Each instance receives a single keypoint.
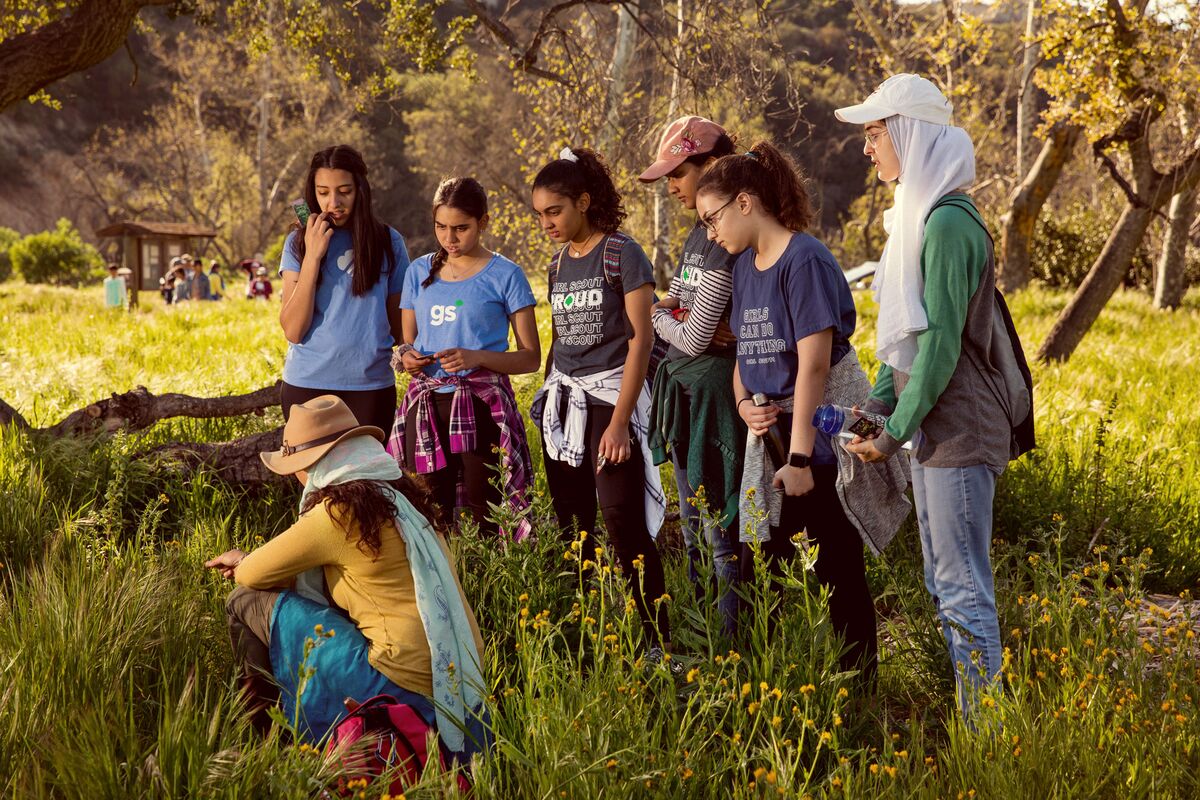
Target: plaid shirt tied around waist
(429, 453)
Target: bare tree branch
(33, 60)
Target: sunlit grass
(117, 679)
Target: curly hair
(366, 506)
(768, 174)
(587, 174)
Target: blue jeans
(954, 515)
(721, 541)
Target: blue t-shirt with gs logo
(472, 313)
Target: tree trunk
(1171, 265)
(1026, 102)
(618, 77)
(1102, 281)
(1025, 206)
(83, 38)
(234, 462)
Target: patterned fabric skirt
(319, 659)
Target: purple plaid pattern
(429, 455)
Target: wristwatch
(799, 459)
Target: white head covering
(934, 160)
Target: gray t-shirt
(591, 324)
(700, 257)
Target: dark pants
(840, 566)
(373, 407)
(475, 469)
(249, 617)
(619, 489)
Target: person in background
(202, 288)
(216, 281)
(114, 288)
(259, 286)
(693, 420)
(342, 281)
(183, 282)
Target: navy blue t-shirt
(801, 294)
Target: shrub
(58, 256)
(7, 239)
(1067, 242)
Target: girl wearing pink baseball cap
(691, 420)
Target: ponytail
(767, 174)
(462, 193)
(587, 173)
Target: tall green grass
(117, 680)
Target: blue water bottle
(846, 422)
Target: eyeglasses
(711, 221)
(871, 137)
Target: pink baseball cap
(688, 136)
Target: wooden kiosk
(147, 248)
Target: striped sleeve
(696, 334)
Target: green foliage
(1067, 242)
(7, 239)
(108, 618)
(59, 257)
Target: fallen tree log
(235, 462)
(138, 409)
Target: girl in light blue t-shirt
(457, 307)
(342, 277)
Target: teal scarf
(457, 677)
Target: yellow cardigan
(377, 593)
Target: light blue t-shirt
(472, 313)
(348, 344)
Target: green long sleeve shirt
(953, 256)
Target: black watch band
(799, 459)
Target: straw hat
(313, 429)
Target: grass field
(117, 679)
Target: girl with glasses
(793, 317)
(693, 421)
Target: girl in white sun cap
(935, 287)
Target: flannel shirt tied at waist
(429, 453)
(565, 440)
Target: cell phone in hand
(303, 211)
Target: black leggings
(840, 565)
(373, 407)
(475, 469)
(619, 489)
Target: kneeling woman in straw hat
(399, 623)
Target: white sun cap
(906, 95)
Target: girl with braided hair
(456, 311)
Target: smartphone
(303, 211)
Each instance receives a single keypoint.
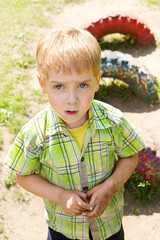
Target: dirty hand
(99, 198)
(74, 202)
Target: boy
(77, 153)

# # # # #

AIM OF THE EXERCISE:
Taking each record in turn, retype it exactly and drop any picture.

EXPECTED ANSWER:
Each instance receives a single keypoint.
Target: plaid shirt tied around waist
(429, 453)
Target: bare tree branch
(33, 60)
Target: sunlit grass
(117, 679)
Target: curly hair
(366, 506)
(768, 174)
(587, 174)
Target: blue jeans
(954, 515)
(721, 541)
Target: blue t-shirt with gs logo
(472, 313)
Target: tree trunk
(1171, 265)
(1026, 102)
(618, 77)
(1102, 281)
(1025, 206)
(83, 38)
(234, 462)
Target: patterned fabric skirt
(319, 659)
Target: purple plaid pattern
(429, 455)
Target: wristwatch
(799, 459)
Target: white head covering
(934, 160)
Target: gray t-shirt
(591, 324)
(700, 257)
Target: dark pants
(840, 566)
(373, 407)
(475, 469)
(249, 617)
(619, 489)
Target: person in background
(202, 288)
(216, 281)
(114, 288)
(259, 286)
(693, 420)
(342, 281)
(183, 282)
Target: navy blue t-shirt
(801, 294)
Target: shrub
(58, 256)
(7, 239)
(1067, 242)
Target: girl wearing pink baseball cap
(691, 420)
Target: ponytail
(767, 174)
(462, 193)
(587, 173)
Target: tall green grass
(117, 680)
Target: blue water bottle
(846, 422)
Target: eyeglasses
(711, 221)
(871, 137)
Target: pink baseball cap
(688, 136)
Target: wooden kiosk
(147, 248)
Target: striped sleeve
(696, 334)
Target: green foliage
(1067, 242)
(7, 239)
(108, 618)
(59, 257)
Target: fallen tree log
(235, 462)
(138, 409)
Target: girl in light blue t-shirt
(457, 307)
(342, 277)
Target: teal scarf
(457, 677)
Target: yellow cardigan
(377, 593)
Target: light blue t-shirt
(472, 313)
(348, 344)
Target: green long sleeve shirt
(953, 256)
Target: black watch band
(799, 459)
Target: straw hat
(313, 429)
Target: grass field
(117, 679)
Target: girl with glasses
(793, 317)
(693, 421)
Target: girl in white sun cap
(935, 287)
Target: flannel shirt tied at waist
(429, 453)
(565, 440)
Target: cell phone in hand
(303, 211)
Target: black leggings
(840, 565)
(373, 407)
(475, 469)
(619, 489)
Target: kneeling woman in straw hat
(399, 623)
Target: white sun cap
(906, 95)
Target: girl with braided hair
(456, 311)
Target: smartphone
(303, 211)
Each instance receives a single keypoint.
Target: dirty hand
(99, 198)
(74, 202)
Target: boy
(77, 153)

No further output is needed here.